### Task prompt
From the records below, extract only the lines running from the line with "Put a marker on every instance of the green bush, one" to the line with "[(83, 170), (215, 171), (79, 68)]", both lines included, reproducing them exactly.

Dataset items
┌──

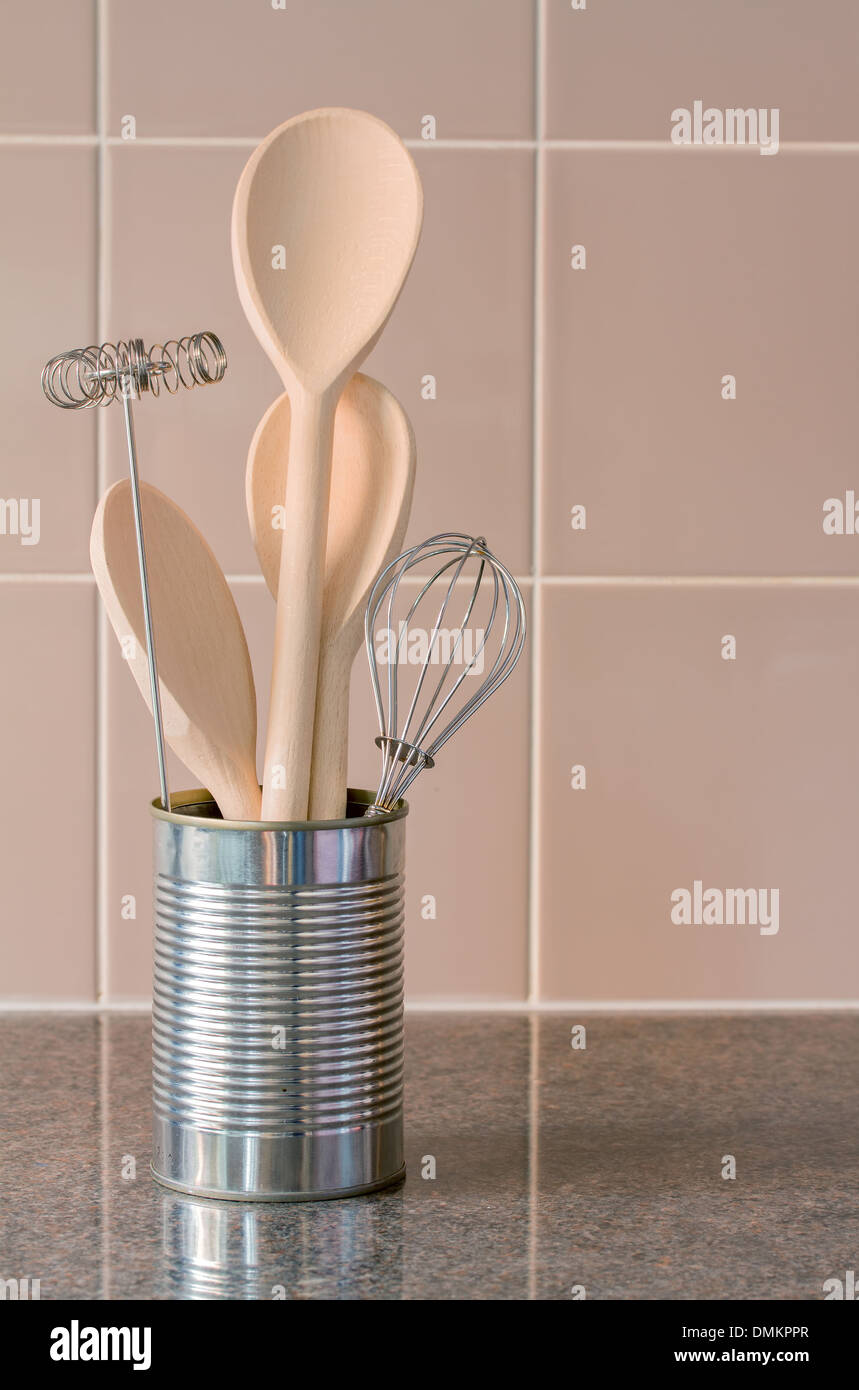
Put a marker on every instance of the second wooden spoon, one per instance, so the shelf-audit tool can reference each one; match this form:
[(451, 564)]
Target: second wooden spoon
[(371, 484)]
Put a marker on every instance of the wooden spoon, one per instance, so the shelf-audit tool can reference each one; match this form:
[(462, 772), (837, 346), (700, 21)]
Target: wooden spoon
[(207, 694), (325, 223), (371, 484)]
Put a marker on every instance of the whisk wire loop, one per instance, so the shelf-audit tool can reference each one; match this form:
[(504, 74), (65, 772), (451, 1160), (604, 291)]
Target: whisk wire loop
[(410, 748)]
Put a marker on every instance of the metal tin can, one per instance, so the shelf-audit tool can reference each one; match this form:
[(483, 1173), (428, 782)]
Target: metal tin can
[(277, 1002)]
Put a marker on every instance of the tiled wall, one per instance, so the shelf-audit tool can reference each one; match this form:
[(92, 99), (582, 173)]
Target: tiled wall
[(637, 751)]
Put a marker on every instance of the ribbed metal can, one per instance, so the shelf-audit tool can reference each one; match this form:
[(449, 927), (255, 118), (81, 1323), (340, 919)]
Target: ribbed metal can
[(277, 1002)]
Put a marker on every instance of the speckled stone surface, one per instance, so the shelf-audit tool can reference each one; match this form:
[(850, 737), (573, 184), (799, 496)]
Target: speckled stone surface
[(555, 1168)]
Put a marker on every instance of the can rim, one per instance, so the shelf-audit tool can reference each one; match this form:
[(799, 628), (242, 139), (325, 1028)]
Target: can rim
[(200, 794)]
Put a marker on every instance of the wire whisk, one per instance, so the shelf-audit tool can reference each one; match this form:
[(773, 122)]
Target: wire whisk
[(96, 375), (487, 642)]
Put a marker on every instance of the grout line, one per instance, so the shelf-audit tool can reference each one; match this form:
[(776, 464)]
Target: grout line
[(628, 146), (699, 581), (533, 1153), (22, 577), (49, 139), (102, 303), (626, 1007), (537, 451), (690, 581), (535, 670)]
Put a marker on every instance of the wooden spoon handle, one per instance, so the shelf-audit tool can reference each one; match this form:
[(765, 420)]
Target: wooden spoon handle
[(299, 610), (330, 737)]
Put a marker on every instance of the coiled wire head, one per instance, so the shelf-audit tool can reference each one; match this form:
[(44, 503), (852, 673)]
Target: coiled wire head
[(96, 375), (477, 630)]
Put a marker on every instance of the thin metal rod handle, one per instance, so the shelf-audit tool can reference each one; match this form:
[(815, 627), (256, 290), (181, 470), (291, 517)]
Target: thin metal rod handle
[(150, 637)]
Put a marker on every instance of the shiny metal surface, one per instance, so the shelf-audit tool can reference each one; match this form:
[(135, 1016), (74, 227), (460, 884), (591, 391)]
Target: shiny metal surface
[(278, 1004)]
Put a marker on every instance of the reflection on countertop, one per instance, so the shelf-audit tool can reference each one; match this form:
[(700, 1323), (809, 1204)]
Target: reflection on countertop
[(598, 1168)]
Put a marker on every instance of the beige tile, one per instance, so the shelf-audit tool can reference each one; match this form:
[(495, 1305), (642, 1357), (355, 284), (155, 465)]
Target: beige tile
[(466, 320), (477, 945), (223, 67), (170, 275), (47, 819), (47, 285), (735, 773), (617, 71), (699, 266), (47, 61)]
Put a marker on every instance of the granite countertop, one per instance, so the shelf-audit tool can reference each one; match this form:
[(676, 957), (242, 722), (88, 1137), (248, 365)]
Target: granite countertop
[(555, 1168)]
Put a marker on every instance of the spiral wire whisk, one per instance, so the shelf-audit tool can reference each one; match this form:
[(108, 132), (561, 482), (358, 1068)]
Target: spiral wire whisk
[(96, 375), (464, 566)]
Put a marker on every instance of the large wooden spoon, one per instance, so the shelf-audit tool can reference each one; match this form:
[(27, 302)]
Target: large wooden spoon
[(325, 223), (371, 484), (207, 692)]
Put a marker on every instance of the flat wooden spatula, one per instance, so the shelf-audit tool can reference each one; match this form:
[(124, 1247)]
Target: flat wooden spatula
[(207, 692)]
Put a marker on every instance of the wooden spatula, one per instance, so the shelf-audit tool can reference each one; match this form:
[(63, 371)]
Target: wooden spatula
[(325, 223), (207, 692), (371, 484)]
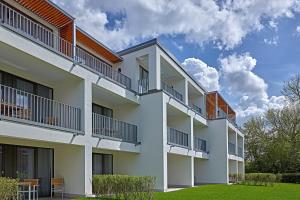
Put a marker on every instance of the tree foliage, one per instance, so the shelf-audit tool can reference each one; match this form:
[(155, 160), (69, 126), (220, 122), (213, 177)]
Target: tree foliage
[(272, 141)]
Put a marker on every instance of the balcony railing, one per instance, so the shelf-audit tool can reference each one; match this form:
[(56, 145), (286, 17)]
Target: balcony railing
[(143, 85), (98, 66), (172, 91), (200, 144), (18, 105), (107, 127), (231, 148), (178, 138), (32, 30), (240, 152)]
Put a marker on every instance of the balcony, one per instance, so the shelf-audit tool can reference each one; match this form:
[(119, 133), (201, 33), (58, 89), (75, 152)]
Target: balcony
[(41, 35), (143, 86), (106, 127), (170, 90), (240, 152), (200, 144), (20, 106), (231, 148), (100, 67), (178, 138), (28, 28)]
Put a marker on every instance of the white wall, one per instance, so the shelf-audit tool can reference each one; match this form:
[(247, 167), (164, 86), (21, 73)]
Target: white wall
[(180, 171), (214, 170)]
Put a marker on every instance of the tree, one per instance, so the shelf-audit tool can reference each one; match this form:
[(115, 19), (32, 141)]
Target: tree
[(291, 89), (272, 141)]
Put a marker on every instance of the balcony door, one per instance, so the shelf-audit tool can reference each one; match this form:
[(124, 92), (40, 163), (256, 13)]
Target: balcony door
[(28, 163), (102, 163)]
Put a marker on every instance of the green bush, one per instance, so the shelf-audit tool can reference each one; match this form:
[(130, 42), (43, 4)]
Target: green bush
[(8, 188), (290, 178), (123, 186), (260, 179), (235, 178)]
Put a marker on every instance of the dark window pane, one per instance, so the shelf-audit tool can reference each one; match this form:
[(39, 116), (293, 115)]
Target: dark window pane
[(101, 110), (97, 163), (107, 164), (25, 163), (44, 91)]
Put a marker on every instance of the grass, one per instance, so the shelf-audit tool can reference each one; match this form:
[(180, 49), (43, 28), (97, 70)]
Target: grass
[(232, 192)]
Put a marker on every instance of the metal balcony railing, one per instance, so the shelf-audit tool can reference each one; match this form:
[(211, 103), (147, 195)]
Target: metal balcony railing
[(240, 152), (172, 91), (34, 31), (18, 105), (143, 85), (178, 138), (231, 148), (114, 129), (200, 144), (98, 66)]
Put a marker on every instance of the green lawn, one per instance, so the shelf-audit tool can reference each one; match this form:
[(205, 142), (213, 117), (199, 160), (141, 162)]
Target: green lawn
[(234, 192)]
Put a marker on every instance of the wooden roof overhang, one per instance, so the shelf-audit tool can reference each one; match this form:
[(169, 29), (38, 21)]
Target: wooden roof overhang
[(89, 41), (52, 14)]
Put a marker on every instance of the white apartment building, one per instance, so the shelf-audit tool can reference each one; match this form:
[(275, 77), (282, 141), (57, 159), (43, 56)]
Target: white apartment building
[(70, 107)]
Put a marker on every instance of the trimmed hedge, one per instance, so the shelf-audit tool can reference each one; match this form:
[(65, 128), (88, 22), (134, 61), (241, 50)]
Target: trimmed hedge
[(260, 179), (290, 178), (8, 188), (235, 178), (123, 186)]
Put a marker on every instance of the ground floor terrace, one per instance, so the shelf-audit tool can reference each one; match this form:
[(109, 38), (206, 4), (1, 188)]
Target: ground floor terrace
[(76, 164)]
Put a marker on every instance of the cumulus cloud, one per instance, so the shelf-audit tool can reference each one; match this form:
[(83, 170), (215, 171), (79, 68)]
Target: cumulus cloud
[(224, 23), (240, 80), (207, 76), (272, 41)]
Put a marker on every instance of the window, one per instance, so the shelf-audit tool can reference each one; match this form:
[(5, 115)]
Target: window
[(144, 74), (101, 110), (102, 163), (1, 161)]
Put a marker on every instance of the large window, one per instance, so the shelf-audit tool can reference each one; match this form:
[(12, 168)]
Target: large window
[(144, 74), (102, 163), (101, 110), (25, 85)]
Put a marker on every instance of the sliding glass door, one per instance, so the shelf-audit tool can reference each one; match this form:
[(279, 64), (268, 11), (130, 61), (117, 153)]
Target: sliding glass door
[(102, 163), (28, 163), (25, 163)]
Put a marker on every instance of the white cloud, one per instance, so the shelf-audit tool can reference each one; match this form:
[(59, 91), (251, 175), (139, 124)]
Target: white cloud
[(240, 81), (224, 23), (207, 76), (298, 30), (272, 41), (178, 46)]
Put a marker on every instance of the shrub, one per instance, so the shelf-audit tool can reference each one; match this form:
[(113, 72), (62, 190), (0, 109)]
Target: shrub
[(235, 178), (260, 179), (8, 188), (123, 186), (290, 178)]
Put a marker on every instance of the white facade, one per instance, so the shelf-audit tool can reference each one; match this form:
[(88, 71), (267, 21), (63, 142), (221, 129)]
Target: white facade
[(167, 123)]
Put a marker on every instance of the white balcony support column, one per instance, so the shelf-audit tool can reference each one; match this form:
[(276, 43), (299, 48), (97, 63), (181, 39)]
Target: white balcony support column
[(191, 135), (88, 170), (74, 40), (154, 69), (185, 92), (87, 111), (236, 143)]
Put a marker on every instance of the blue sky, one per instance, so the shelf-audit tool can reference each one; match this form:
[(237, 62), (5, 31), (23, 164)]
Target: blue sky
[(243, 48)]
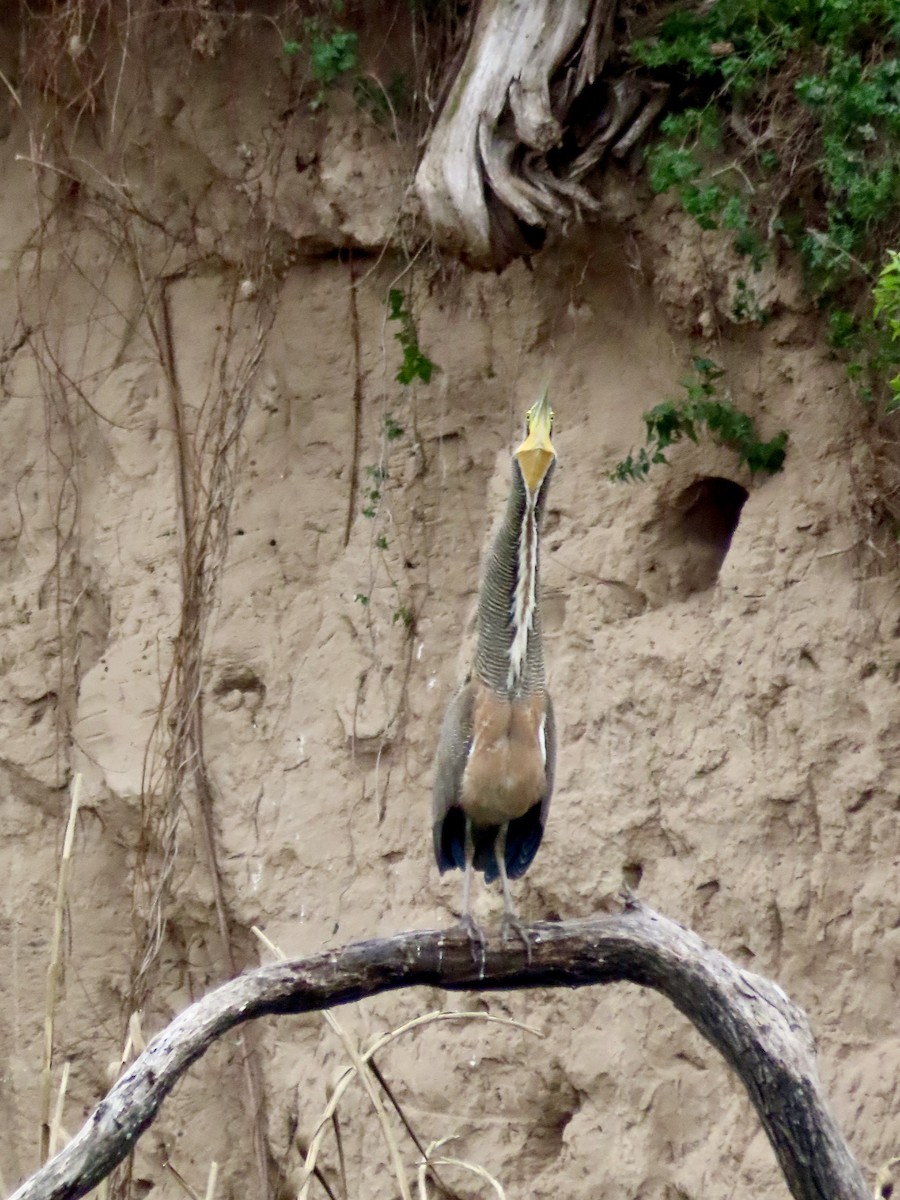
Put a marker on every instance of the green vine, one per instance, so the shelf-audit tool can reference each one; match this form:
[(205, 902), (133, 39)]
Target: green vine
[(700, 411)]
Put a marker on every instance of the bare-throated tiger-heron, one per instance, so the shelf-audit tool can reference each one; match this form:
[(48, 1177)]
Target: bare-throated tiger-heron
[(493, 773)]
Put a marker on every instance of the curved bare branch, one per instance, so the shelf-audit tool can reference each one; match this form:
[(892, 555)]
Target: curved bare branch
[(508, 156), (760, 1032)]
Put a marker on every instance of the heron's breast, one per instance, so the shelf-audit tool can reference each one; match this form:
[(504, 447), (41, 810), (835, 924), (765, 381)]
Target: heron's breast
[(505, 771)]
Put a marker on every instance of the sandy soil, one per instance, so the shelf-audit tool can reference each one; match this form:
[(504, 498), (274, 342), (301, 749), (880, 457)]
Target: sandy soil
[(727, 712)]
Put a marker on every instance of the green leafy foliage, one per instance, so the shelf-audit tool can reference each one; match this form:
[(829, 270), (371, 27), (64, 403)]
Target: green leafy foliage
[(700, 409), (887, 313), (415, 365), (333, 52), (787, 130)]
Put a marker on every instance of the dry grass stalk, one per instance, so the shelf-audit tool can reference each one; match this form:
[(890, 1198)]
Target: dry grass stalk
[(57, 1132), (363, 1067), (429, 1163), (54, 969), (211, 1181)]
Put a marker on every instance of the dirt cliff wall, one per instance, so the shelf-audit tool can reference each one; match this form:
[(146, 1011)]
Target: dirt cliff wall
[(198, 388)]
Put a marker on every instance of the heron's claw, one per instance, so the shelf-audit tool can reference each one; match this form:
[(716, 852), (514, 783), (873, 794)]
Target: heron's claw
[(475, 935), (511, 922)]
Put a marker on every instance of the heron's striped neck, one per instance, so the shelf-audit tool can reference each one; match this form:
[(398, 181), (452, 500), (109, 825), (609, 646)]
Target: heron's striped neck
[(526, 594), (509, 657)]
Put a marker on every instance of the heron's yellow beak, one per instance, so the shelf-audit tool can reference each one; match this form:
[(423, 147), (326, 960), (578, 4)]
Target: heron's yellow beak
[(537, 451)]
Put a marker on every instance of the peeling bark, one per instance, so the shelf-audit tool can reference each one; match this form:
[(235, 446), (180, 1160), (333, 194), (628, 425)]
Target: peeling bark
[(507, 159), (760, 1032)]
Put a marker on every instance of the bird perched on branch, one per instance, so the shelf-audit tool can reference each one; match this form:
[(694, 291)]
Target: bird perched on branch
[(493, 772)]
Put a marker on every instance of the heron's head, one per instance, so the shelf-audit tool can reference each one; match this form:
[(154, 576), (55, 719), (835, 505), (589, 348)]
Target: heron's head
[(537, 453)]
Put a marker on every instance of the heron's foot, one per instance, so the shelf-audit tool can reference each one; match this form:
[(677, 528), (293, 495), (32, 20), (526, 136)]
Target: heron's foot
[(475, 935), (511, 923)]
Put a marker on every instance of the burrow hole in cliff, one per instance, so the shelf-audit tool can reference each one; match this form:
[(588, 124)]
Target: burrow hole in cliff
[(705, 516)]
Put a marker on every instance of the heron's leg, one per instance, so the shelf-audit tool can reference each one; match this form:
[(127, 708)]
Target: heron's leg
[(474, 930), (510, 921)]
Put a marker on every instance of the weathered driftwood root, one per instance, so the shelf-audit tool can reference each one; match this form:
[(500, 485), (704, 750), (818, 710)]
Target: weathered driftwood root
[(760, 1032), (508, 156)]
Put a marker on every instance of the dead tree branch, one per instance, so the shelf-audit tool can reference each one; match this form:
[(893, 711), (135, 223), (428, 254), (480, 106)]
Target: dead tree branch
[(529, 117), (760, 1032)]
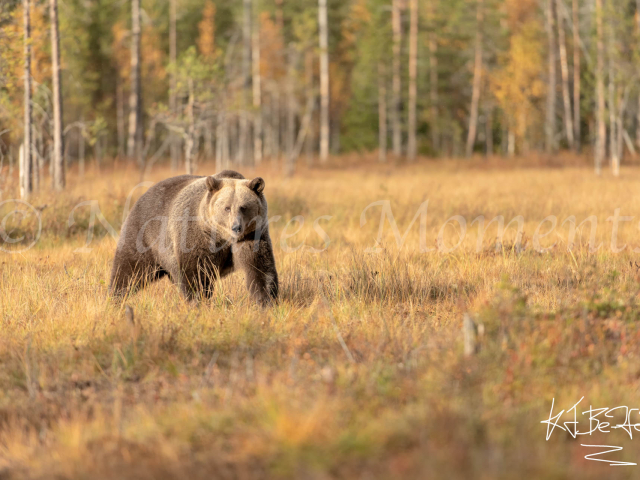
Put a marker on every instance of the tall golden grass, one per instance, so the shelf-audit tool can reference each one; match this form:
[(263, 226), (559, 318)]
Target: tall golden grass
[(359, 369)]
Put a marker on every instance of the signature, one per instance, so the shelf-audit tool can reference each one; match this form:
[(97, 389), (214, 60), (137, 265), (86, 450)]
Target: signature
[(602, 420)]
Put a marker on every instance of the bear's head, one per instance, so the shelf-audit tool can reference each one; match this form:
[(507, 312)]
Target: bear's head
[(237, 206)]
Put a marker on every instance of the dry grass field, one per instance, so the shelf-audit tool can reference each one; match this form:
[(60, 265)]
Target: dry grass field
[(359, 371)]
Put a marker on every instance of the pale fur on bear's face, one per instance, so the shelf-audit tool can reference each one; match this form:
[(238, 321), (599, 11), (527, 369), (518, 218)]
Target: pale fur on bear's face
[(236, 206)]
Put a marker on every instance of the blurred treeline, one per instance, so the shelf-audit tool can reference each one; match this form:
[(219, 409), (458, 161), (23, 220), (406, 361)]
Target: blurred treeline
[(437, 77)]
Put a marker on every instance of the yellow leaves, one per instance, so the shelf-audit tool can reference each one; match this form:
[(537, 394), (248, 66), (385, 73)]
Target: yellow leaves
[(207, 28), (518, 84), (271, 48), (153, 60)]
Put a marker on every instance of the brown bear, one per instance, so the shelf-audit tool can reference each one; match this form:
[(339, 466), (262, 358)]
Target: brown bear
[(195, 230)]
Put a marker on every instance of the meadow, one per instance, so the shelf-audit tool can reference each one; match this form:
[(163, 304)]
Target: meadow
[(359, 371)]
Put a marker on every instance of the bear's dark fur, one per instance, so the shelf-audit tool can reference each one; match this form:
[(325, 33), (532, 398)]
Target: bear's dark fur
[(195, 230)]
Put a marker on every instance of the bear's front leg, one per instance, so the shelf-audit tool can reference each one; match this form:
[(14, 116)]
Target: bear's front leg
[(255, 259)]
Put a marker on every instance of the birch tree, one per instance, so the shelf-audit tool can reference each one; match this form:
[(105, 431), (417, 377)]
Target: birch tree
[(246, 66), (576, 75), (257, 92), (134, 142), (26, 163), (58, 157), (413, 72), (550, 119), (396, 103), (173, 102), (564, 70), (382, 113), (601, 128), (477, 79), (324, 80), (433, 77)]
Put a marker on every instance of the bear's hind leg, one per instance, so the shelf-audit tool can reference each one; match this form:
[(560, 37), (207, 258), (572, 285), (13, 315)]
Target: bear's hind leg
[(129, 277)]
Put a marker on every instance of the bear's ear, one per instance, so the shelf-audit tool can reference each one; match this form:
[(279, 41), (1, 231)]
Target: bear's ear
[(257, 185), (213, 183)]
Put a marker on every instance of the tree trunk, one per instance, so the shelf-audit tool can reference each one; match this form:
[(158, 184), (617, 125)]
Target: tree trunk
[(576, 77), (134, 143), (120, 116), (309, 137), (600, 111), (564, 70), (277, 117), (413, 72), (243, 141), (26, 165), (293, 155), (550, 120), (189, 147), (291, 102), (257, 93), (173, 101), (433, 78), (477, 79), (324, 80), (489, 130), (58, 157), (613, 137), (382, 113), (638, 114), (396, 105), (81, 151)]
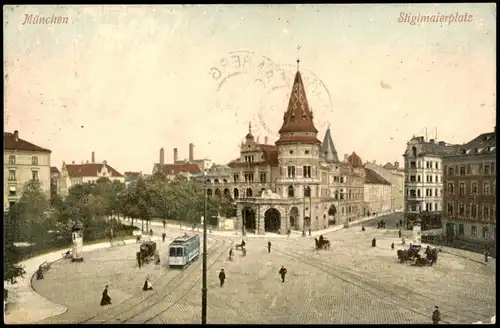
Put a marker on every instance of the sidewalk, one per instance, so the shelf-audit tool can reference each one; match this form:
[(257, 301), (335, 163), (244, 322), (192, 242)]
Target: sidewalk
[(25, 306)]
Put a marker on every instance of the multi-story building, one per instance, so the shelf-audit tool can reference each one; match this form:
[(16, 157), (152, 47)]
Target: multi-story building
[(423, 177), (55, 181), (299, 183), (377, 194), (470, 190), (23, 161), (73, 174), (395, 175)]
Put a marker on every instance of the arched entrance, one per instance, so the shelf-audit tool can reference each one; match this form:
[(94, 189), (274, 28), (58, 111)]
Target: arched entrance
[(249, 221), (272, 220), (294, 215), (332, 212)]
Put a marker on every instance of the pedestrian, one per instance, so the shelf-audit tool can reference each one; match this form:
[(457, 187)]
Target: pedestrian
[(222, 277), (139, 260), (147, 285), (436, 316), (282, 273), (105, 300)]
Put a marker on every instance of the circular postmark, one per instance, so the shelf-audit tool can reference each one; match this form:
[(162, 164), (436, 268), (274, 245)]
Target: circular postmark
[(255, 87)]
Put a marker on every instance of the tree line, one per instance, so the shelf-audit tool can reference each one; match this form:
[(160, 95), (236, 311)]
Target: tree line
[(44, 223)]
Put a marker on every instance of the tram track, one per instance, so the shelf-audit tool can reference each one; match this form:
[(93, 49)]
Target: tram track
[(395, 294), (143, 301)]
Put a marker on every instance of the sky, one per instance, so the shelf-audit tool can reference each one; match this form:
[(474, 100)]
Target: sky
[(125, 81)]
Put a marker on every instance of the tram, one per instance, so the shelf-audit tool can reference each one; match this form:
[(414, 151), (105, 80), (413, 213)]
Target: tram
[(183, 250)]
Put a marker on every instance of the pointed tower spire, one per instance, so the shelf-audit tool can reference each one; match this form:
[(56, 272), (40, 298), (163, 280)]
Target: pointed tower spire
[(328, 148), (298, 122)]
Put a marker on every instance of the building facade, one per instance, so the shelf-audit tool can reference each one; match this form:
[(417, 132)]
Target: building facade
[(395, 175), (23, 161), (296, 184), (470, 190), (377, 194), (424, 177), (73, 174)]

└──

### Result
Put a marker on every instance of the green bush, one per instance, so the shelf-audit tool can reference each one; match this form:
[(130, 42), (43, 4)]
Target: green bush
[(8, 188), (290, 178), (123, 186), (260, 179), (235, 178)]
Put a marker on every instance of the dark window pane, one per instance, so the shelf-audit tool can reference each one; match this form:
[(39, 116), (293, 115)]
Target: dark window pane
[(101, 110), (97, 163), (107, 164), (25, 163), (44, 91)]
Put a marker on every instance of the grass, one per instance, so the shelf-audit tool can reference each one; match this form:
[(180, 49), (43, 28), (97, 70)]
Target: grass
[(232, 192)]
Put a marker on every instance of the metal balcony railing, one per instance, so the shelf-audit tool can reference each one; match this form:
[(211, 103), (147, 195)]
Target: metal balcony railing
[(240, 152), (172, 91), (34, 31), (18, 105), (143, 85), (178, 138), (231, 148), (114, 129), (200, 144), (98, 66)]
Put a marker on every instance of the green lawn, one per instance, so the shelf-audit tool can reference each one; match this form:
[(205, 142), (213, 117), (199, 160), (141, 162)]
Target: green lawn
[(234, 192)]
Put a marker on every instance of the wooden roof overhang, one per instance, so the shelf-audit tool can reference each one; match this form:
[(169, 29), (38, 21)]
Target: wooden roof overhang
[(89, 41), (52, 14)]
Put a marker on every instance of the white apartment building, one per instance, so the shelf-audit tool can reference each one; match this form:
[(275, 77), (282, 141), (57, 159), (43, 56)]
Target: white apartment building
[(70, 107)]
Put a marker on every instance of the trimmed hedge, one per instance, so the shelf-audit tool can reference each one; match this form:
[(65, 128), (88, 22), (134, 61), (241, 50)]
Target: trimmed hedge
[(260, 179), (290, 178), (8, 188), (235, 178), (123, 186)]
Put a marker on every instance of the ground floor terrace, one per instance, so the shelf-audit tool can reference each one; match this form:
[(109, 38), (206, 4), (1, 188)]
Target: ground floor terrace
[(76, 164)]
Put a marker on every instance of the cumulus cloud, one per instance, so the shelf-audit tool can reference each one; match this form:
[(83, 170), (215, 171), (79, 68)]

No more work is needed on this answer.